Lines of data
☆ ☆ ☆ ☆ ☆
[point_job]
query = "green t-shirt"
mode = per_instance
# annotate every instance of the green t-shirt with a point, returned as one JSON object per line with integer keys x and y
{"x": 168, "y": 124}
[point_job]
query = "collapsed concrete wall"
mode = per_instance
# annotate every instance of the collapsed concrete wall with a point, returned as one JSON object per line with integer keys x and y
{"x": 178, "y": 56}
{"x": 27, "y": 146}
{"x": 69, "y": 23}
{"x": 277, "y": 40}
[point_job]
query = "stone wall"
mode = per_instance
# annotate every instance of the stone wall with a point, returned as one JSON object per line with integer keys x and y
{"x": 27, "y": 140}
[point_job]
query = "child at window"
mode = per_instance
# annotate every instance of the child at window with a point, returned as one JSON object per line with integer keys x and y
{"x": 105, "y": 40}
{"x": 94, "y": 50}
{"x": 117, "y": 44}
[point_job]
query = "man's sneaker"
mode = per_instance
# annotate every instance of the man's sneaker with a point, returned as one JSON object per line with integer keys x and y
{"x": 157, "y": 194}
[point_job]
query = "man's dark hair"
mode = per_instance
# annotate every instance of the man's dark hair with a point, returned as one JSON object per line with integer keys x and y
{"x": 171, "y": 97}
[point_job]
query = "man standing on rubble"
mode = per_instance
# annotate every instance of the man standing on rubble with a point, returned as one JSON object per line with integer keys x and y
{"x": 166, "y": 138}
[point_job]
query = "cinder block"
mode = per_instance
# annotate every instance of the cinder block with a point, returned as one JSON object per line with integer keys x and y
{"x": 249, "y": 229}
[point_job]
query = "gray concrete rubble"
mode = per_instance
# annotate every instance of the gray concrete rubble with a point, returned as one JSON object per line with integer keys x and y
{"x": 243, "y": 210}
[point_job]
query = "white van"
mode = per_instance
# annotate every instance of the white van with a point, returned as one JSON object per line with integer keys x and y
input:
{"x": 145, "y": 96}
☆ ☆ ☆ ☆ ☆
Your task -
Copy out each line exactly as written.

Reply to the task -
[point_job]
query = "green t-shirt"
mode = per_instance
# annotate every instance of the green t-shirt with a point, returned as one JSON object per line with integer keys x and y
{"x": 168, "y": 124}
[point_job]
query = "collapsed concrete wall"
mode = per_instance
# annotate every instance of the collapsed concrete wall with a point, returned as one JSON object per line with integer keys x and y
{"x": 178, "y": 56}
{"x": 27, "y": 146}
{"x": 69, "y": 23}
{"x": 277, "y": 40}
[point_job]
query = "stone wall"
mode = per_instance
# annotate every instance of the stone wall with a point, returned as one JSON object per line with integer keys x and y
{"x": 27, "y": 140}
[point_job]
query = "child at window"
mode = per_instance
# annotate every instance of the child at window with a point, returned as one JSON object per line with integer keys x and y
{"x": 105, "y": 40}
{"x": 94, "y": 50}
{"x": 117, "y": 44}
[point_job]
query = "man's sneaker"
mode = per_instance
# annotate every instance of the man's sneaker with a point, returned as one JSON object per line with integer keys x and y
{"x": 157, "y": 194}
[point_job]
query = "man's dark hair"
mode = per_instance
# annotate every instance of the man's dark hair with a point, returned as one JSON object per line with integer keys x and y
{"x": 171, "y": 97}
[point_job]
query = "man standing on rubble"
mode = per_instance
# annotate every instance of the man standing on rubble with a point, returned as one JSON object per line with integer keys x and y
{"x": 166, "y": 138}
[point_job]
query = "cinder block"
mode = per_instance
# annotate every instance of the cinder block with a point, returned as one JSON object per line with integer keys x and y
{"x": 249, "y": 229}
[point_job]
query = "gray concrete rubble"
mode = per_instance
# annotate every instance of the gray concrete rubble with a point, returned as one JSON object per line with integer keys x and y
{"x": 243, "y": 210}
[point_job]
query = "white van"
mode = per_instance
# annotate every instance of the white van with a point, returned as one JSON object per line with integer keys x and y
input:
{"x": 145, "y": 96}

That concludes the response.